● **Supplied text**
## START

Umpteen differences of opinion between the Asian Development Bank and the Bangladeshi financial-sector regulatory agencies delay the launch of ADB-sponsored taka-denominated bonds for both local and global subscriptions, officials say.
The Manila-based lender plans to introduce the local-currency bonds first on the domestic market and later for overseas subscription.
Back in December 2019, the ADB in a letter to the government first expressed interest in issuing both onshore and offshore taka bonds in and outside Bangladesh. Earlier, an ADB delegation, led by then ADB country director Manmohan Parkash, met then finance minister AHM Mustafa Kamal late November discussing the matter.

However, things didn't progress as expected.
In a latest bout, the ADB in May last year submitted its proposal to the Economic Relations Division (ERD) on the issuance of bonds. Later, the Economic Relations Division forwarded the proposal to the Finance Division, Bangladesh Securities and Exchange Commission (BSEC), the National Board of Revenue (NBR), Bangladesh Bank, and the Financial Institutions Division for their opinion.
The ERD later forwarded the regulatory bodies' opinion to the ADB in November last year seeking its response on the opinions. The ADB in the first week of May forwarded its response to the ERD.
A senior official at the Economic Relations Division told The Financial Express an inter-ministerial meeting was scheduled to be held on June 14 last with ERD secretary Shahriar Kader Siddiky in the chair to discuss the regulatory agencies' comments on ADB's proposal and the subsequent response from the Asian Bank.

## END

● **Stored entries**

## START

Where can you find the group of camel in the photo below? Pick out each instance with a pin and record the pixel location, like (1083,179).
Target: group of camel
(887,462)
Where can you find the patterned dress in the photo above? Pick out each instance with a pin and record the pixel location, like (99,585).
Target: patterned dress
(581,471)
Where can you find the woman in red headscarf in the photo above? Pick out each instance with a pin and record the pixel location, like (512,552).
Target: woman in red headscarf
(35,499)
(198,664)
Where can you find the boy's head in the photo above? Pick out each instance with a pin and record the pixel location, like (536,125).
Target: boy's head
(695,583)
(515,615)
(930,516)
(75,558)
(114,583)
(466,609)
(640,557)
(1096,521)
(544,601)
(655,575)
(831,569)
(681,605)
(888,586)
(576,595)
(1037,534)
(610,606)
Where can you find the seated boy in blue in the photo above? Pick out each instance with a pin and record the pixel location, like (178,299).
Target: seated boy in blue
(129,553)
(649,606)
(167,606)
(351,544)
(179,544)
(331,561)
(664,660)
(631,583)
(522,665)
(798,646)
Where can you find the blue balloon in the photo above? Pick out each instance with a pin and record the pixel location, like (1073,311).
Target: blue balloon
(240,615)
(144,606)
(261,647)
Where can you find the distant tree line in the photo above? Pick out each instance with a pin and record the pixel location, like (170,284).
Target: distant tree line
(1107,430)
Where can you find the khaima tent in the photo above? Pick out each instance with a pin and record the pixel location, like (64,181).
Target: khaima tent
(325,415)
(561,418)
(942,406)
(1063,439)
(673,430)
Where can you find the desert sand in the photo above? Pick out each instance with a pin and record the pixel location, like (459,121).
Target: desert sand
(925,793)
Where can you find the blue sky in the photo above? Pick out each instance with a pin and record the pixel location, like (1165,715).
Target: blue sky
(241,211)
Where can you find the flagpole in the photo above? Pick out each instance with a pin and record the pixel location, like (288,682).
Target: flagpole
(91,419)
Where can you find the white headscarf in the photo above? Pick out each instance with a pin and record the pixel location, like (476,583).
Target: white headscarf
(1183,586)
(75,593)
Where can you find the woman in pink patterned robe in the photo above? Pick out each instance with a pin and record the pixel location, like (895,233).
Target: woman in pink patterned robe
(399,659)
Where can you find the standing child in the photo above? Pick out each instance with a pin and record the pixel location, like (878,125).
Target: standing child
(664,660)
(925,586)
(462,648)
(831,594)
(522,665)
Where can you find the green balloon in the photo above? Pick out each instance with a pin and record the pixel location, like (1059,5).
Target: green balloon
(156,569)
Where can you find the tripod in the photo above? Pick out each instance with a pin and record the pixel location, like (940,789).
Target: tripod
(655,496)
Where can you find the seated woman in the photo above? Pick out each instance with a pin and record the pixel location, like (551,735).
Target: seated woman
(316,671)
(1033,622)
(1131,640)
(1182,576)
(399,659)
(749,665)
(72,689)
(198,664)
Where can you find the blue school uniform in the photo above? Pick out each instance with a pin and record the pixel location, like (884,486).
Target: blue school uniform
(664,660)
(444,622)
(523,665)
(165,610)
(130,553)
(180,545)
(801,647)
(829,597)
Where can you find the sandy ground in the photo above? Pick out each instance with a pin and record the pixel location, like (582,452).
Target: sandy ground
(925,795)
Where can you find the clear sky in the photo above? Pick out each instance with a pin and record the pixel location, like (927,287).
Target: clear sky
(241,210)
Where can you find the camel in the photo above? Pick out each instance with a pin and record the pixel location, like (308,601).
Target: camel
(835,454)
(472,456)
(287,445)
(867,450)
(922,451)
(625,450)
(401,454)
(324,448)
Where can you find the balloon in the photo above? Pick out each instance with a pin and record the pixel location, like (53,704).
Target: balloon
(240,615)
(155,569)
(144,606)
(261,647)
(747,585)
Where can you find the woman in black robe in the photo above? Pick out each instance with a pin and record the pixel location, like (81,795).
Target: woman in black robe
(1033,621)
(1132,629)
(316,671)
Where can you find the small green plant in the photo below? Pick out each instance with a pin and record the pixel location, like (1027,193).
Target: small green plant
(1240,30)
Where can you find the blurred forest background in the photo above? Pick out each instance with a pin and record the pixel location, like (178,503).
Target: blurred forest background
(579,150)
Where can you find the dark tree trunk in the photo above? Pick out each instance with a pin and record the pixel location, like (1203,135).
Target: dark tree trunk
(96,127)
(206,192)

## END

● **What you should do**
Carry on the news article about the delayed ADB taka bonds from the point where it stops.

● **The result**
The meeting was organised to discuss how to lessen the differences of opinion between the ADB and the government bodies on the lender's proposal. However, the meeting was later postponed.
Sources say in the proposal the ADB has sought an evergreen approval from the ministry of finance to undertake local-currency operations on a recurring basis as its bond issuances are linked to multiple projects that may require extended implementation periods.
However, Bangladeshi officials argue that the sale of BDT bonds on the international market can play a positive role in familiarising the country to investors and investing the proceeds within Bangladesh can help increase foreign-currency reserves. "Nonetheless, approval granted should have a defined time limit."
Also, the ADB has sought permission from the government to allow local investors or resident institutions to buy local-currency bond without prior approval from the regulator concerned.
However, the government agencies say resident institutions do not have a general authority to purchase bonds from a non-resident institution like the ADB. They say, it is essential for local investors/resident institutions to obtain approval from central bank to invest in ADB's bonds as it is identified as a capital account transaction.
In response, the ADB fears that the requirement to obtain prior approval before investing in ADB bonds "would effectively limit ADB's potential investor base".
The ADB also sought approval for exchange of bonds proceeds into other currencies which the government agencies find the basis for this request "not clear" as the funds are intended for investment in Bangladesh.
In response, the ADB says, the ability to freely exchange proceeds of its debt enables ADB to efficiently manage liquidity, meet debt service obligations, and allocate funding in support of development operations.
"For onshore bonds, ADB shall reserve the right to convert the bond proceeds. For offshore bonds, ADB will need to convert the USD proceeds into BDT in order to support loan operations in Bangladesh and thereafter convert BDT back into USD to redeem the offshore BDT-linked bond," said the lender.
Also, the ADB has sought confirmation of tax exemption to all investment income arising from its investments in Bangladesh and also interest payments by ADB on its local currency bonds.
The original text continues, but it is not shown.